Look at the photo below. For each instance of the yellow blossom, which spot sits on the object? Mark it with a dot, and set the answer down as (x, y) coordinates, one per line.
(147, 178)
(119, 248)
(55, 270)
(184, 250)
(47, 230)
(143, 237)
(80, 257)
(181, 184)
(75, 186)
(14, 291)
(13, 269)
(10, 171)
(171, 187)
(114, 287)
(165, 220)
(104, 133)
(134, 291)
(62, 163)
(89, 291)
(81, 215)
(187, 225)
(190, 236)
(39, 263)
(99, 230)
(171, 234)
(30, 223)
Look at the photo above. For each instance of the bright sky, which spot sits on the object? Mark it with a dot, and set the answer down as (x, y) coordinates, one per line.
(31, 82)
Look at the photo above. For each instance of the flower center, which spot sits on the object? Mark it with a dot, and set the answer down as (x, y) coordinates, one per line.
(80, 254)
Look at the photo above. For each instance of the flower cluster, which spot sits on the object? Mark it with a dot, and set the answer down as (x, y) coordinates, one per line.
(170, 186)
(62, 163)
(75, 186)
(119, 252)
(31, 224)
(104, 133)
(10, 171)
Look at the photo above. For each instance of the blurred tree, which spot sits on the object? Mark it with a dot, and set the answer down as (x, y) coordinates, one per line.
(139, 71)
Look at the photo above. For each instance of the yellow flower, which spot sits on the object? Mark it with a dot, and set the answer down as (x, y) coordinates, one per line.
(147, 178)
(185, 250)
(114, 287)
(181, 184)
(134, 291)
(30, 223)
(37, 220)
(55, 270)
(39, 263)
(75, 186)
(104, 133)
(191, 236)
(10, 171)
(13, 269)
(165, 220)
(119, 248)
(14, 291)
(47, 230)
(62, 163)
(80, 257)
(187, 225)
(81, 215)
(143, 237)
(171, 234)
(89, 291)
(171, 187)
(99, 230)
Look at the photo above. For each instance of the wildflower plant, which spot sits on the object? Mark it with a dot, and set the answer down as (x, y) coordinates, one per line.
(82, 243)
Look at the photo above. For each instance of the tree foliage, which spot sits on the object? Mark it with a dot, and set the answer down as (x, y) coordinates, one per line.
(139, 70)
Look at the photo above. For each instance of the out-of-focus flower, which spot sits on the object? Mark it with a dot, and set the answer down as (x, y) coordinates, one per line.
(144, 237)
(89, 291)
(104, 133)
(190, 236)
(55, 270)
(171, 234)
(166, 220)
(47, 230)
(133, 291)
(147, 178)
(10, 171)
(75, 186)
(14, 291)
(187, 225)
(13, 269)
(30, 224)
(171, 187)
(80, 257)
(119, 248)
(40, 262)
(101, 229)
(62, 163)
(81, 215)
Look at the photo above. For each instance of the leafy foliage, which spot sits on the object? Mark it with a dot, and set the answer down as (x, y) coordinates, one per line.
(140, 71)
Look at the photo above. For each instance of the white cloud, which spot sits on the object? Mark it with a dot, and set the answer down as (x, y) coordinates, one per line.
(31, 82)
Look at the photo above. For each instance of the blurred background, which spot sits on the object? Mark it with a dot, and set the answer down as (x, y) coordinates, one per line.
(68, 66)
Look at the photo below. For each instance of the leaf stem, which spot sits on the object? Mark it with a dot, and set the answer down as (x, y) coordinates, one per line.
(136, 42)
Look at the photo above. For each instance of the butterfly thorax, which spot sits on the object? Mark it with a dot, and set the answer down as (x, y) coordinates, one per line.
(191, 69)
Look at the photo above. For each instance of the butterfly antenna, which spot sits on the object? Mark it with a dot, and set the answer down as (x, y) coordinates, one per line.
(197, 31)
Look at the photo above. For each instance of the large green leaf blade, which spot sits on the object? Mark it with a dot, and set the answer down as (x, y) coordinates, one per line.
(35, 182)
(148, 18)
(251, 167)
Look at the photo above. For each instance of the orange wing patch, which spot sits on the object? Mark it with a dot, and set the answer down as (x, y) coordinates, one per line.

====================

WHAT YOU HAVE TO DO
Repeat the lines above with every word intact.

REPLY
Look at the photo below. For each instance of the yellow blossom, which spot sits on the object? Mark it with a dot, and set the answer down as (x, y) coordinates, one per line.
(147, 178)
(119, 248)
(55, 270)
(184, 250)
(47, 230)
(143, 237)
(80, 257)
(181, 184)
(75, 186)
(14, 291)
(13, 269)
(10, 171)
(171, 187)
(114, 287)
(165, 220)
(104, 133)
(134, 291)
(62, 163)
(89, 291)
(81, 215)
(187, 225)
(190, 236)
(39, 263)
(99, 230)
(171, 234)
(30, 223)
Look at the photo above. For each instance of the bright sky, which spot sits on the object? Mark it with a dot, and set the answer down as (x, y) coordinates, one per line.
(31, 82)
Look at the photo above. For each instance of the flower center, which spot sits on the object? Mark it with a dot, and set the answer down as (x, y) coordinates, one per line.
(80, 254)
Look at the photo above. For each instance of the flower cluster, which spot sits on the object? Mark it with a dot, and set the answer down as (x, y) coordinates, one per line.
(170, 186)
(62, 163)
(75, 186)
(119, 252)
(31, 224)
(104, 133)
(10, 171)
Look at the photo above. For each instance of the blurred tree, which spot sits on the object? Mark it with a dot, and set the answer down as (x, y) coordinates, one per line.
(139, 71)
Look at the photo above. For each instance of the yellow flower, which spot sits on the object? Mark it with a dot, and set the answer down as (x, y) coordinates, one per line.
(147, 178)
(185, 250)
(114, 287)
(181, 184)
(134, 291)
(30, 223)
(37, 220)
(55, 270)
(39, 263)
(75, 186)
(104, 133)
(191, 236)
(10, 171)
(13, 269)
(165, 220)
(119, 248)
(14, 291)
(47, 230)
(62, 163)
(80, 257)
(187, 225)
(81, 215)
(143, 237)
(171, 234)
(89, 291)
(171, 187)
(99, 230)
Look at the photo above. For each instance of the wildflower plant, which spot sits on the object? Mark it with a dot, and set the answer down as (x, y) coordinates, one per line.
(82, 243)
Look at the photo above. For each instance of the tree foliage, which spot sits on the object? Mark it with a dot, and set the answer down as (x, y) coordinates, one per line.
(139, 70)
Look at the photo above. For each instance of the out-of-focus flower, which spot sits on the object? Mark it with a dot, and set the answer down as (x, y) coordinates, one per line.
(144, 237)
(89, 291)
(104, 133)
(190, 236)
(55, 270)
(171, 234)
(166, 220)
(47, 230)
(133, 291)
(147, 178)
(10, 171)
(75, 186)
(14, 291)
(187, 225)
(13, 269)
(30, 224)
(171, 187)
(80, 257)
(119, 248)
(40, 262)
(101, 229)
(62, 163)
(81, 215)
Look at the photo above. For each instance of the leafy foliage, which spot sits on the object? Mark it with a dot, and set the answer down as (x, y) coordinates, one per line.
(140, 71)
Look at the photo above. For each instance of the white cloud, which spot sits on the object? Mark it with a dot, and set the answer down as (x, y) coordinates, one per line.
(31, 82)
Look at the photo above. For each instance of the blurred background, which spot sits on the object? Mark it with a dot, and set the answer down as (x, y) coordinates, one per line.
(68, 66)
Look at the photo below. For each instance of the leaf stem, which spot sits on the object? Mark it with a dot, and set the answer down as (x, y) coordinates, one per line.
(136, 42)
Look at the photo above. For each instance of the butterfly thorax, which spot sits on the object? Mark it with a dot, and set the answer down as (x, y) coordinates, one per line.
(191, 69)
Look at the photo above. For each instance of the butterfly antenna, which spot sits on the object? Mark it with a dot, and set the answer down as (x, y) coordinates, one per line.
(197, 31)
Look at the photo above. For each instance of the large green leaf blade, which spot sits on the object? Mark it with a dot, and set the answer down as (x, y) coordinates, one per line.
(35, 182)
(148, 18)
(251, 167)
Look at the photo above. For each instance of the orange wing patch, which spot sits on the object? Mark it with a dot, and set the answer down as (x, y) coordinates, one per line.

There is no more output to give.